_Document passage_

⟨

Linux Has Seen 30k+ Commits So Far This Year
Written by Michael Larabel in Linux Kernel on 14 July 2016 at 09:51 AM EDT. 4 Comments
Being half-way now through the year and Linux 4.7 coming later this month, I figured it would be fun to run some statistics on the Linux kernel Git repository to see how this year is stacking up compared to past years.

When running GitStats on the mainline kernel tree as of yesterday, there were 21,718,865 lines of code reported across 603,345 commits by 15,430 different authors.

So far this year there have been 30,018 commits, which for half-way through the year is down slightly on a commit count basis compared to prior years. Last year in total there were 74k commits, 75k commits in 2014, 70k in 2013, etc. However, on a line count/removal basis, 2016 has been going well for the Linux kernel.

⟩

_Available data_
⟨

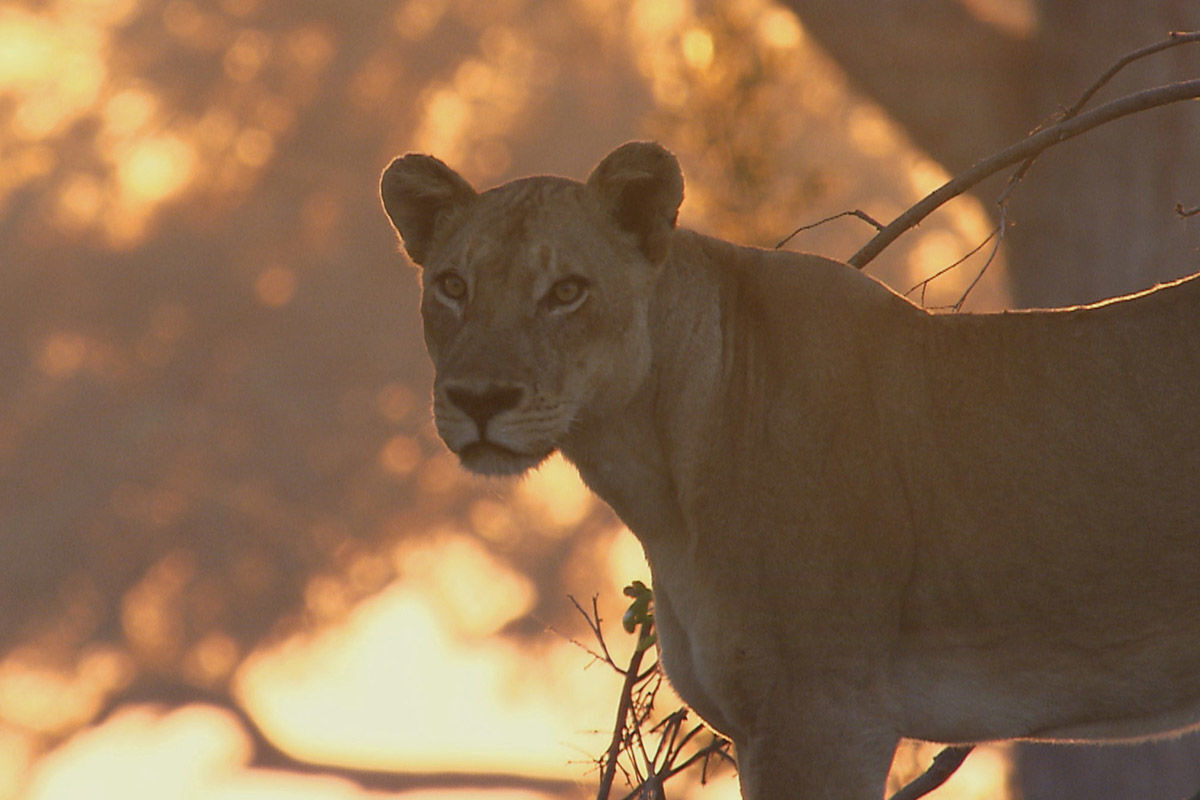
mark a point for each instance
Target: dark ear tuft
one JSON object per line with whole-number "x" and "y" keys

⟩

_Written tasks_
A) According to the article on Linux kernel commits, how many different authors had contributed to the mainline kernel tree?
B) Carry the article on Linux kernel commits forward with a few more sentences, picking up right after its last line.

_Answers to the exercises_
A) 15,430 different authors.

B)
So far this year there have been 2.3 million lines added and 1.48 million lines deleted, compared to 2016 that saw a total of 3.4 million lines added and 1.6 million lins removed. In 2014 there were 3.6 million lines removed and 2.4 million lines removed. If the 2016 trends keep up, we could see more than 4 million lines added this year, a volume we haven't seen since 2012.

Besides Linus Torvalds, the most prolific authors to the Linux kernel so far this year have included Arnd Bergmann, David S. Miller, Al Viro, Mark Brown, and Jes Sorensen. In total there have been 2,461 different authors to the Linux kernel so far this year. Red Hat and Intel continue to be the two leading companies contributing to the Linux kernel, at least in regards to email addresses.

The 21.7 million lines in the kernel tree is currently distributed among 54,401 files. If you want to dig through more Linux Git statistics, see here.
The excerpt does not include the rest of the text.